Nomad Scale-to-Zero

Automatic scale-to-zero for HashiCorp Nomad workloads with Traefik and wake-on-request

Scale-to-zero allows Nomad services to be scaled down to 0 allocations when idle, then automatically woken up on the next request. This dramatically reduces infrastructure costs for services with intermittent or unpredictable traffic patterns while maintaining instant availability.

✨ Features

🚀 Automatic Wake-on-Request: Services scale from 0 to N when traffic arrives via Traefik middleware
💤 Intelligent Idle Detection: Configurable idle timeouts automatically scale down unused services
🔄 Dead Job Revival: Automatically restore and start stopped/purged jobs on first request
🔐 ACL-Ready: First-class support for Nomad and Consul ACLs with token management
📊 Flexible Storage: Choose between Consul KV (simple) or Redis (high-performance) backends
⚡ Production-Ready: Minimal configuration, battle-tested in production environments
🎯 Per-Service Configuration: Fine-grained control via job metadata and Traefik tags

🏗️ Architecture

This implementation combines several components:

Traefik as the ingress proxy
ScaleWaker - a custom Traefik middleware plugin to wake services
idle-scaler - an agent to scale services back down after idle timeout
activity-store - Consul KV or Redis backend to track activity and store job specs

🚀 Quick Start

The fastest way to try scale-to-zero locally is with the all-in-one demo script:

./local-test/scripts/start-local-with-acl.sh

This script:

Starts Consul + Nomad in dev mode with ACLs enabled
Creates least-privilege tokens
Starts Traefik with the ScaleWaker plugin
Builds and runs the idle-scaler as a Nomad system job

Simple Test

Once the stack is running:

# 1. Deploy a scale-to-zero enabled job
nomad job run local-test/sample-jobs/echo-s2z.hcl

# 2. Test the service
curl -H 'Host: echo-s2z.localhost' http://localhost/

# 3. Scale it down to 0
nomad job scale echo-s2z main 0

# 4. Hit it again - it wakes back up automatically!
------------------------------------
_Exercise tasks_
**A.** According to the Nomad scale-to-zero README, which two backends can be chosen for storage?
**B.** Carry on the Nomad scale-to-zero README from the point where it stops.
The items that come next have no part in this.
------------------------------------
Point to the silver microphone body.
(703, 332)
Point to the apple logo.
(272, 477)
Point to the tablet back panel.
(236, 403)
------------------------------------
_Expected outputs_
**A.** Consul KV or Redis.

**B.**
curl -H 'Host: echo-s2z.localhost' http://localhost/

See LOCAL_TESTING.md for detailed development setup and testing guide.

💡 Use Cases

Scale-to-zero is perfect for:

Development/Staging Environments: Dramatically reduce costs for environments used only during business hours
Preview Environments: PR previews and feature branches that sit idle most of the time
Batch Processing Services: Jobs triggered by external events (webhooks, cron) with idle periods
Internal Tools: Admin panels, dashboards, and utilities with sporadic usage
Microservices: Low-traffic services in a microservices architecture
Multi-Tenant Applications: Per-customer services that aren't always active

Why Scale-to-Zero?

Traditional auto-scaling typically scales to a minimum of 1 instance, which still consumes resources 24/7. Scale-to-zero goes further:

Reduce costs by 90%+ for idle services
Maintain instant availability with automatic wake-on-request
Optimize resource utilization across your cluster
Simplify operations with automatic lifecycle management

📖 How it works

Request path (wake-up)

A request arrives at Traefik for some-service.localhost.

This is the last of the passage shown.